Exercise
Starting at the line with "Can you see the forest", transcribe each line through the final one, both included, and add nothing.
◆ ◆ ◆ ◆ ◆ ◆ ◆
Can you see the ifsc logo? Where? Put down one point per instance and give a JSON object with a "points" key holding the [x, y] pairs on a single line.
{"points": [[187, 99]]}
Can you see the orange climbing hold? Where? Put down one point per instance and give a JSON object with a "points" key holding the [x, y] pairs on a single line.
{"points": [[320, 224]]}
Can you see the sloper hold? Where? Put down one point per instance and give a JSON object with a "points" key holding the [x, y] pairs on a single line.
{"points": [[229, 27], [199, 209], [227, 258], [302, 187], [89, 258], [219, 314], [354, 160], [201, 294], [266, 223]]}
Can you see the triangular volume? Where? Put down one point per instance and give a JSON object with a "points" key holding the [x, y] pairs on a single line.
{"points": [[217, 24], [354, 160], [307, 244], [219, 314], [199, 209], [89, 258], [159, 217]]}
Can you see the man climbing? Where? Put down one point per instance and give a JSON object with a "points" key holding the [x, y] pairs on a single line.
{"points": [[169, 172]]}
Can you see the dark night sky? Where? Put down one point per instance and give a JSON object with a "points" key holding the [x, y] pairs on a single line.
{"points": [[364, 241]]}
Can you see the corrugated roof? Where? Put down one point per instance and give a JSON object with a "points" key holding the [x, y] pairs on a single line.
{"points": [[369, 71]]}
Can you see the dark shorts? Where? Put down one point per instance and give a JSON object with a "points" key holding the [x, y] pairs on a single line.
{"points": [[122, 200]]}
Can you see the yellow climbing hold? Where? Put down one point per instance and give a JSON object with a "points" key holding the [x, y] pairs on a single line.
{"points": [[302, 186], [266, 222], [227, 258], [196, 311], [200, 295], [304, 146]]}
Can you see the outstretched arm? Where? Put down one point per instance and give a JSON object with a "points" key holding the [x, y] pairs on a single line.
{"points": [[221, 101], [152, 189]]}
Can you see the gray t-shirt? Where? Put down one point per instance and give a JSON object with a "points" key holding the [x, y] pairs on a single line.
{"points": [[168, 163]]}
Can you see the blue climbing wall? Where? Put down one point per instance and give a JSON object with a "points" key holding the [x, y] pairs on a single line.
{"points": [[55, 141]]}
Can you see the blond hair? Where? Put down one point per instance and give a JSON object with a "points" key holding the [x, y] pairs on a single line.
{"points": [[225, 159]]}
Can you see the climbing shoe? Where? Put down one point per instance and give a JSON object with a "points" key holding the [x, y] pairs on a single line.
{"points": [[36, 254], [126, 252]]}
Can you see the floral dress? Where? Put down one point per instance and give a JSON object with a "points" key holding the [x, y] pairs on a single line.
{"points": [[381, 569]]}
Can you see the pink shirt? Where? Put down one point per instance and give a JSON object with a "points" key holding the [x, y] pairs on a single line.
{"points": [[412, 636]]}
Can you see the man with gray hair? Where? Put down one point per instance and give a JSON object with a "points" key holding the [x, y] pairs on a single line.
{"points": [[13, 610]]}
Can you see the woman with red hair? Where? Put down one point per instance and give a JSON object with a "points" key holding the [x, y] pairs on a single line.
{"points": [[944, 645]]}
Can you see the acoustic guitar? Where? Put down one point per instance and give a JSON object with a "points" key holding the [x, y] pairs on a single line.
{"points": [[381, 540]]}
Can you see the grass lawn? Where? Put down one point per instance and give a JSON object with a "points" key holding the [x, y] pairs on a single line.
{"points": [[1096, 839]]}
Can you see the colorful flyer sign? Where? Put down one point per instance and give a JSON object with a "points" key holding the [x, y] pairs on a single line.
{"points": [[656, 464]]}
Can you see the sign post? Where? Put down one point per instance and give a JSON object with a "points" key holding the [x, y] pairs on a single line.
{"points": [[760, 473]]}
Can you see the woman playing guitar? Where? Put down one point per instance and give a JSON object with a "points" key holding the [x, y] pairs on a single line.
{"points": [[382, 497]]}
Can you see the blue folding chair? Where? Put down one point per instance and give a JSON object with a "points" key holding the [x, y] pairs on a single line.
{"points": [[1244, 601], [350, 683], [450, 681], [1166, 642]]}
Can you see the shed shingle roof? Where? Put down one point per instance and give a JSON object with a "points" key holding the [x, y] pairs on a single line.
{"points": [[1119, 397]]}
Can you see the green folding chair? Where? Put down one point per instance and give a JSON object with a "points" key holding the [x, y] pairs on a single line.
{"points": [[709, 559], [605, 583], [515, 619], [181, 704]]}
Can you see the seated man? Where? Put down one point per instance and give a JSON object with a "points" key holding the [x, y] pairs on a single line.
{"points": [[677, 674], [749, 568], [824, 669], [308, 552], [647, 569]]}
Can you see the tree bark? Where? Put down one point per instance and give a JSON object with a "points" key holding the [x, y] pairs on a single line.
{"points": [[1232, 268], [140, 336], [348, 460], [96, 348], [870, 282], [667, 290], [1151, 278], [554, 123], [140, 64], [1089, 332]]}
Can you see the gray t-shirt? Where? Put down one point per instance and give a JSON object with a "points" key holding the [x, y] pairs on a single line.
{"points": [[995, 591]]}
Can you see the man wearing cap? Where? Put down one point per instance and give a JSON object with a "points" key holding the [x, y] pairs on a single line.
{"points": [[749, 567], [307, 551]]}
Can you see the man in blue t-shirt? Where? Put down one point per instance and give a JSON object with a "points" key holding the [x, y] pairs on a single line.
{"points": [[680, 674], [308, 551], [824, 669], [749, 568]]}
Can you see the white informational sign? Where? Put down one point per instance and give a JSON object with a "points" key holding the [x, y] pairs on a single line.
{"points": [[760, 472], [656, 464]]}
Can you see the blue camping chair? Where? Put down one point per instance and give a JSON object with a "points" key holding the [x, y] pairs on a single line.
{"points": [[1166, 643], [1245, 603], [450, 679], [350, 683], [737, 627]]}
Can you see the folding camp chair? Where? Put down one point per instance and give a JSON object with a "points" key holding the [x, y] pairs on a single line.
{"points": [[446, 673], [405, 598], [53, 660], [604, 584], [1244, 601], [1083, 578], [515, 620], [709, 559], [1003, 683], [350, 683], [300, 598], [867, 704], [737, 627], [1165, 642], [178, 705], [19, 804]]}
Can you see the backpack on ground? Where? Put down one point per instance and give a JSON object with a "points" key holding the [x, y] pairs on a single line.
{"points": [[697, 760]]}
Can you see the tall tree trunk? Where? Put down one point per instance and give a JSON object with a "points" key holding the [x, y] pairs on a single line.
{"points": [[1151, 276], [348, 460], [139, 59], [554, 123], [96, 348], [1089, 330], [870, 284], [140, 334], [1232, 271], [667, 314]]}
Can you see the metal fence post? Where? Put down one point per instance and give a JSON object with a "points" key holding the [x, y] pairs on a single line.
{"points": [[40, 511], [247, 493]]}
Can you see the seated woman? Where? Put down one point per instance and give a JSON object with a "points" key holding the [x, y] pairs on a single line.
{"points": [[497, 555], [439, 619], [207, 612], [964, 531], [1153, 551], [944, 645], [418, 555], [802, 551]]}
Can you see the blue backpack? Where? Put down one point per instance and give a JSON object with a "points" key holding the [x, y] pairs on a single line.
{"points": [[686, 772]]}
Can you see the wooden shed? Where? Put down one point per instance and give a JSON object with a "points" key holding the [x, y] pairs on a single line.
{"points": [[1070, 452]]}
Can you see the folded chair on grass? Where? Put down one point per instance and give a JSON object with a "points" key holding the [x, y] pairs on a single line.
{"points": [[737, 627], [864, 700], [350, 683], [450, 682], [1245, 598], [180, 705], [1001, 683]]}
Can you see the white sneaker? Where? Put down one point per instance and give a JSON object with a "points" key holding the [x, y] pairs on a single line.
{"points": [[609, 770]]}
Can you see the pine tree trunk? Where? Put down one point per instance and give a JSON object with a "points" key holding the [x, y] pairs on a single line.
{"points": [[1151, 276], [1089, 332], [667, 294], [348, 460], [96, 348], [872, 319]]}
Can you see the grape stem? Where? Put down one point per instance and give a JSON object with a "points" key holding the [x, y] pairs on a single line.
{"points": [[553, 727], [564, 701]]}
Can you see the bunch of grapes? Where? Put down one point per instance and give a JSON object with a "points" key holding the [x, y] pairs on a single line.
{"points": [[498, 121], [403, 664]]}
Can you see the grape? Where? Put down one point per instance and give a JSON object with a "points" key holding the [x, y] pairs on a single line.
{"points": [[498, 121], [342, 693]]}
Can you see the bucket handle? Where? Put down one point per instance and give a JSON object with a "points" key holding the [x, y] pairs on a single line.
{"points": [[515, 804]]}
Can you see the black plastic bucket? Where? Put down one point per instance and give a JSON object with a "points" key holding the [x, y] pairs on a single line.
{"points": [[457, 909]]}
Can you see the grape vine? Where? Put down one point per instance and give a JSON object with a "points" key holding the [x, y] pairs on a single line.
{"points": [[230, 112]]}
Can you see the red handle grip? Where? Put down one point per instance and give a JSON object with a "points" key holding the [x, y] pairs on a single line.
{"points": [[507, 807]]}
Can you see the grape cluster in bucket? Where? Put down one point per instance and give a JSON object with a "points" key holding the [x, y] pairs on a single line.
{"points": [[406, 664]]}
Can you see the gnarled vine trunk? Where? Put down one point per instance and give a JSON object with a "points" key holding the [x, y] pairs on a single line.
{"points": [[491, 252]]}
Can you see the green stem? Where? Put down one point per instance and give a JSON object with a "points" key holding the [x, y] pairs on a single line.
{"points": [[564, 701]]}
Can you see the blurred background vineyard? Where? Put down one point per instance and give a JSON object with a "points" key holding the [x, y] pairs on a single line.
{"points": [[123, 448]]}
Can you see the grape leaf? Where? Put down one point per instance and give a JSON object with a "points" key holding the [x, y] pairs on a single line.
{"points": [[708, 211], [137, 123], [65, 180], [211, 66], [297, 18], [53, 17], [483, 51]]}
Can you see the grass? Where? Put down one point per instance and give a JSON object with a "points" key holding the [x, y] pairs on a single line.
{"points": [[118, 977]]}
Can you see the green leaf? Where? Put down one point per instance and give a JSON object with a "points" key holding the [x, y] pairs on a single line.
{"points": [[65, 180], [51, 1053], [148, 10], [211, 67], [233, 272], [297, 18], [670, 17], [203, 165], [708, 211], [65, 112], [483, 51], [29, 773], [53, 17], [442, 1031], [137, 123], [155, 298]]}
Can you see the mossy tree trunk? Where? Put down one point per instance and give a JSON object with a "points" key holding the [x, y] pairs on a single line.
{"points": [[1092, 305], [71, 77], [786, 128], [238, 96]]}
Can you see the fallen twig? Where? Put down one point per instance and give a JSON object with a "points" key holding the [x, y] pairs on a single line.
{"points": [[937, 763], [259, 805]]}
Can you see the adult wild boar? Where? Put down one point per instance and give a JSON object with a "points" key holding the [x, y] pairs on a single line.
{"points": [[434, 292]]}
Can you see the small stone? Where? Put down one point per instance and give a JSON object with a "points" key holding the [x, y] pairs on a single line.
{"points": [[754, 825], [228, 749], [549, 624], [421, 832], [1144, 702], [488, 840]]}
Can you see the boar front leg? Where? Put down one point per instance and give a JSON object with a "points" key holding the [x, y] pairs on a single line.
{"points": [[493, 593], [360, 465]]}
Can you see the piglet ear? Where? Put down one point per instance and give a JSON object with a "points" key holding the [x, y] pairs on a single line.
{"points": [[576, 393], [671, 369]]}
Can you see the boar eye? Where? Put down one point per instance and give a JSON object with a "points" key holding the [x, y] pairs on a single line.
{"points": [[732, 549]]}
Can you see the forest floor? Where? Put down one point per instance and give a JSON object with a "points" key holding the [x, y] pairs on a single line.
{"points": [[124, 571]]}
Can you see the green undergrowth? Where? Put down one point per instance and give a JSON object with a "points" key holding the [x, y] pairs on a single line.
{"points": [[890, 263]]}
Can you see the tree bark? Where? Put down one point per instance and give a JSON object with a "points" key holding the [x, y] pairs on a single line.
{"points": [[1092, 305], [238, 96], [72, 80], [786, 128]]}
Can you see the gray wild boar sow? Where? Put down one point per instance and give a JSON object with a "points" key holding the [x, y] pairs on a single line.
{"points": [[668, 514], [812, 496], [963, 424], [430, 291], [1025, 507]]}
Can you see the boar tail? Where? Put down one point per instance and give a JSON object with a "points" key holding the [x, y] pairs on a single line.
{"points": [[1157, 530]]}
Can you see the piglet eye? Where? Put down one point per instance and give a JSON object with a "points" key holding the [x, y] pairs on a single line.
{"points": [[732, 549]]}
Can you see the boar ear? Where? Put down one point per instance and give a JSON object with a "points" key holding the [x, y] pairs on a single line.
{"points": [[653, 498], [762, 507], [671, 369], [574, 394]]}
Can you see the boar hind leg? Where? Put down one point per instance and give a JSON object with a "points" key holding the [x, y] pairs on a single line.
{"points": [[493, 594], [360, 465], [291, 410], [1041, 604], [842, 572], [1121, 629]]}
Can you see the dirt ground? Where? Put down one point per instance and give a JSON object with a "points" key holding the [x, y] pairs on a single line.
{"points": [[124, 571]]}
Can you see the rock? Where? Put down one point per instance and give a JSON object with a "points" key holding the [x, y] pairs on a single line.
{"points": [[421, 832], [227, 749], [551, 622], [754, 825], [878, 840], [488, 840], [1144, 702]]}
◆ ◆ ◆ ◆ ◆ ◆ ◆
Solution to the exercise
Can you see the forest floor? Where? Put down one point per instance and give a JSON object with a "points" key holding the [x, y] pairs on a single line.
{"points": [[124, 571]]}
Can you see the green undergrowth? Where? Put down one point per instance and give a JSON object with a "points" key holding the [x, y] pairs on a single line.
{"points": [[890, 263]]}
Can you see the tree bark? Where? Put down one point per instance and give a JSON object with a "points" key holding the [x, y] pairs on a single line.
{"points": [[1092, 305], [238, 96], [72, 80], [786, 128]]}
Can you see the gray wild boar sow? Where? Put down one point per instance and give a JSON object with a "points" key holding the [x, y] pairs on a single line.
{"points": [[668, 514], [812, 496], [963, 424], [430, 291], [1025, 507]]}
Can you see the boar tail? Where? Put down one point per instance and give a JSON object with a "points" key holding the [x, y] pairs on a single line.
{"points": [[1157, 530]]}
Can you see the piglet eye? Where? Put down one point per instance and give a JSON object with a "points" key holding the [x, y] pairs on a single line.
{"points": [[732, 549]]}
Can you see the boar ear? Where? Put down one point per instance and give a JSON object with a "points" key holding the [x, y] pairs on a single line.
{"points": [[653, 498], [762, 507], [671, 369], [574, 394]]}
Can you see the boar hind leg? Where? Put down one point per instance and give a JSON object with a "points" key holding the [x, y] pairs on a single line.
{"points": [[493, 594], [360, 465], [291, 410], [1041, 604], [842, 572], [1121, 629]]}
Can you see the dirt ground? Where? Put down one point per instance and give a JSON object with a "points" key holding the [x, y] pairs on a single line.
{"points": [[124, 571]]}
Can you see the rock? Where? Put down one point per instance and give a JSON object with a "points" key holding the [x, y] pairs on a single line.
{"points": [[421, 832], [227, 749], [551, 622], [754, 825], [878, 840], [488, 840], [1144, 702]]}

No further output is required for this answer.